* EXTRACTED RECORDS:

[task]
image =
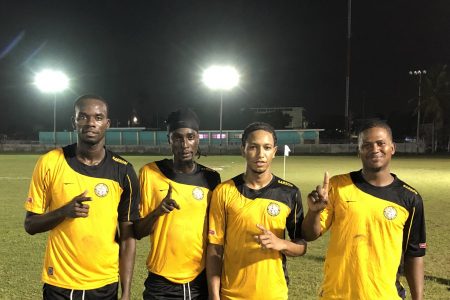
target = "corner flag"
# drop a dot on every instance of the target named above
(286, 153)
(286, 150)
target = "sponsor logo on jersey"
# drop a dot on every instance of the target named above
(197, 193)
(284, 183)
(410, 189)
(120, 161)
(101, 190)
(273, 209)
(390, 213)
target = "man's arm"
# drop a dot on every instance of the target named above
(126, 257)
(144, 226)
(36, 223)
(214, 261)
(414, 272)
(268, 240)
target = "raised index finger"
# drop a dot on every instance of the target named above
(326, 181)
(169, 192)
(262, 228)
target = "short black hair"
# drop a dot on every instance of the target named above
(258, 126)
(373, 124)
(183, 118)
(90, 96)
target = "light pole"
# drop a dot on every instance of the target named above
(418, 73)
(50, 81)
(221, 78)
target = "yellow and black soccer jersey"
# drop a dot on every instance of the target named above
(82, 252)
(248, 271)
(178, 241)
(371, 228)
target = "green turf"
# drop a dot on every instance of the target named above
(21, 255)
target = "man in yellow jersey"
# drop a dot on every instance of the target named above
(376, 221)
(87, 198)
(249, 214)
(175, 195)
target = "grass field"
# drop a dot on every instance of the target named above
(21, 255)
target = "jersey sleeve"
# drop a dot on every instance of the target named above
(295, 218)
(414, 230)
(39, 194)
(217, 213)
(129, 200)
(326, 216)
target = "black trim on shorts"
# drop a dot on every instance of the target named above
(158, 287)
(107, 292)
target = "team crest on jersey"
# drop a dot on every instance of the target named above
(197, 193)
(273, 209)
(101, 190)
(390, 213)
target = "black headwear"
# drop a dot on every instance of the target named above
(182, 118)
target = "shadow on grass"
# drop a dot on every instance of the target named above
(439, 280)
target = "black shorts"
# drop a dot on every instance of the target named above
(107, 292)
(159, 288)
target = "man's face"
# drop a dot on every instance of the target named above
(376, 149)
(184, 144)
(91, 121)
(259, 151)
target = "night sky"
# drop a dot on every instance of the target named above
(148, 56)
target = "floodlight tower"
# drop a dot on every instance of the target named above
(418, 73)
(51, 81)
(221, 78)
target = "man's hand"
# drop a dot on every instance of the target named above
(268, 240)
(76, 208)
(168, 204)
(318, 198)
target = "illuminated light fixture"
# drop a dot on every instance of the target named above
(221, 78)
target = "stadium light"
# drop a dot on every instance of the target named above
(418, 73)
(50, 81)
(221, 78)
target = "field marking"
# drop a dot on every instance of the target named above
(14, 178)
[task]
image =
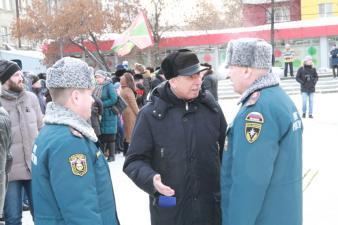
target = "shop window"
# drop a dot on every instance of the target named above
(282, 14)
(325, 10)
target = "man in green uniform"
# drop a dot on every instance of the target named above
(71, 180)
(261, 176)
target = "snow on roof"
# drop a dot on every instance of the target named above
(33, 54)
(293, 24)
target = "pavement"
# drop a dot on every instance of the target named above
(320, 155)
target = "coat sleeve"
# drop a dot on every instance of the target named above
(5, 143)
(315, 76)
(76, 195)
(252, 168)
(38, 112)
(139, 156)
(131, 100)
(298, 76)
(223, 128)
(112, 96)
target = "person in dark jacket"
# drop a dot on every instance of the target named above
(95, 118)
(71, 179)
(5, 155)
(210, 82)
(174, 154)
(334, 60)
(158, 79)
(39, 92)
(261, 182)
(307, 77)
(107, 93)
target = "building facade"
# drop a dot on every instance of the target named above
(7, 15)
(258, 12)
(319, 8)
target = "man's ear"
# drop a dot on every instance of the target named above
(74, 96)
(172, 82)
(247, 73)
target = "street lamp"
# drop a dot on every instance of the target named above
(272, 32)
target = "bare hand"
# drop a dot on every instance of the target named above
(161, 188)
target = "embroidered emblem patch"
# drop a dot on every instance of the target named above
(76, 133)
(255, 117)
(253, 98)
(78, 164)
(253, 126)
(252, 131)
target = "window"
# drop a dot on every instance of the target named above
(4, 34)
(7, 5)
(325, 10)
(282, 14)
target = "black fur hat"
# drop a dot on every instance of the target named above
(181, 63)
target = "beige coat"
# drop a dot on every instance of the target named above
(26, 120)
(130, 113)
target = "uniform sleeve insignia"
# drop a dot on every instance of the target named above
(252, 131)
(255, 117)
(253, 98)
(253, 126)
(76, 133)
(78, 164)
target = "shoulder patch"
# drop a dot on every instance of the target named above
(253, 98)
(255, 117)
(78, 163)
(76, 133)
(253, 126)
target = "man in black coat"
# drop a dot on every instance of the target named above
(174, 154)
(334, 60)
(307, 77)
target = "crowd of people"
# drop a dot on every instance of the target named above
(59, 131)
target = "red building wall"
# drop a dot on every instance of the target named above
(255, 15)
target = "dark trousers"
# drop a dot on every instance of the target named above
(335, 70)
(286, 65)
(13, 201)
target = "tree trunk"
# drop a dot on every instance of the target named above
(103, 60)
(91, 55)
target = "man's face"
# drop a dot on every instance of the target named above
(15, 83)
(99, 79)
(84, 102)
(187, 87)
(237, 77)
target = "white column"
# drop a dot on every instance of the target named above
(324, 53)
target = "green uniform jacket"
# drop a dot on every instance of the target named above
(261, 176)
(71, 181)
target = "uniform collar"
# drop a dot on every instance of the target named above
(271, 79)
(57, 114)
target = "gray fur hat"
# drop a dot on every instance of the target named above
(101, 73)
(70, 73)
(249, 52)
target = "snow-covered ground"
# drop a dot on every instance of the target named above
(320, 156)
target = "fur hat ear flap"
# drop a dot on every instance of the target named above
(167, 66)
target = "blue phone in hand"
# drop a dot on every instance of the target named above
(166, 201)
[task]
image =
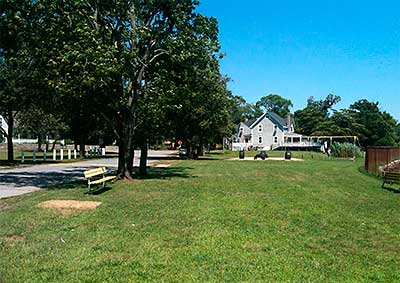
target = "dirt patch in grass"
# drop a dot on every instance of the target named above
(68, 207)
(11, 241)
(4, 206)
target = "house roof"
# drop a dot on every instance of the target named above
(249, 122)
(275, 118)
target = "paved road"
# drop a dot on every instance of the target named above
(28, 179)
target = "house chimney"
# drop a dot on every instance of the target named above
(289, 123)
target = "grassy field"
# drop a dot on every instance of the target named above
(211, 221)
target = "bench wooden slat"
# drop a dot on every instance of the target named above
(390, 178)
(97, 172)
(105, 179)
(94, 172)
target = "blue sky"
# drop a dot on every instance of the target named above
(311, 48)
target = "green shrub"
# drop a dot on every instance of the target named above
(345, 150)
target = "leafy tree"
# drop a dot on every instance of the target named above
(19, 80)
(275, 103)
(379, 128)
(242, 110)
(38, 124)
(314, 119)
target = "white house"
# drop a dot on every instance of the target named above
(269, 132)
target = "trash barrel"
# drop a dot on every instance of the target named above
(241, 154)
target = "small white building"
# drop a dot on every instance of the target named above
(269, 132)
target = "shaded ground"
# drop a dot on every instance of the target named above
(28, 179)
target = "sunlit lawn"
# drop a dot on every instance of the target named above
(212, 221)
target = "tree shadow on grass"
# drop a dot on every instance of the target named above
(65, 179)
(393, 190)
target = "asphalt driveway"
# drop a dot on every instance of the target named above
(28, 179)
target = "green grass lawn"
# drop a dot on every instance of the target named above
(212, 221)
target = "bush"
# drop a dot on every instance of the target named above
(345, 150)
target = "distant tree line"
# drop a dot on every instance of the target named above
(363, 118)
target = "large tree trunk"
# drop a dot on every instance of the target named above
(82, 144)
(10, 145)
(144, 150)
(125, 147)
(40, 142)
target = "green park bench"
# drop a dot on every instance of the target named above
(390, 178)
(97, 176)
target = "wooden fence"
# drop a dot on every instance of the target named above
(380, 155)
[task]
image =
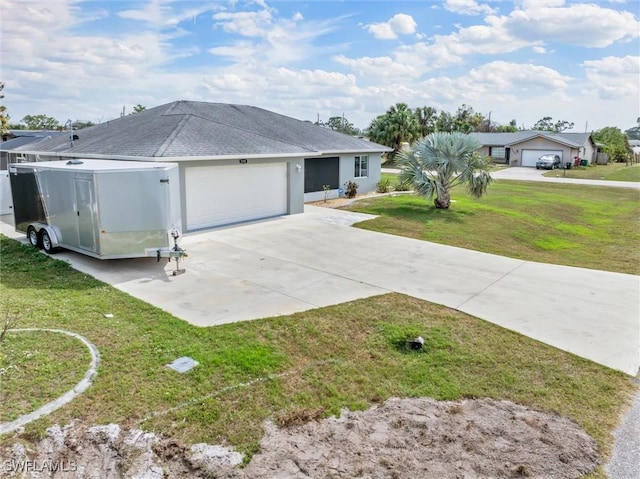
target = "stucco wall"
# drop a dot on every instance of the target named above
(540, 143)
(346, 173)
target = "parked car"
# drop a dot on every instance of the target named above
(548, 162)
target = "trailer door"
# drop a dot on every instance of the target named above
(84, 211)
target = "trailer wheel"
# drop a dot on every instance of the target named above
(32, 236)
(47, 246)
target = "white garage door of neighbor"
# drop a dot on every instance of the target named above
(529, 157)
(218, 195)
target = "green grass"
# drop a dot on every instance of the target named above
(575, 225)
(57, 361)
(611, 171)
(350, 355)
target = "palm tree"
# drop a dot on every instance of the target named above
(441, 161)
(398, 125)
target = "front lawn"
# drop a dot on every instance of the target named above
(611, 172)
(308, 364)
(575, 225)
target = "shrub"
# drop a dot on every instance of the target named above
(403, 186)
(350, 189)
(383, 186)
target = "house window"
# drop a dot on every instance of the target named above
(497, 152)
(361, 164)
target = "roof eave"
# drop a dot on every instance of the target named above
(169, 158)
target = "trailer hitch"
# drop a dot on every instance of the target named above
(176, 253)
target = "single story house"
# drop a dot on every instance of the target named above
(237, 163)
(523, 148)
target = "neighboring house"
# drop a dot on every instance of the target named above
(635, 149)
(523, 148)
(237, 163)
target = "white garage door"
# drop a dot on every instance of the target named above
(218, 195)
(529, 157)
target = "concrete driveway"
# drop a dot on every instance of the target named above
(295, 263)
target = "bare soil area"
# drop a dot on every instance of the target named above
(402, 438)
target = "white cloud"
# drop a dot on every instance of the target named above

* PROBLEM DETAILS: Pick from the records each line that contains the word "dark" and show it.

* ANSWER SECTION:
target = "person in dark jacket"
target = "dark trousers"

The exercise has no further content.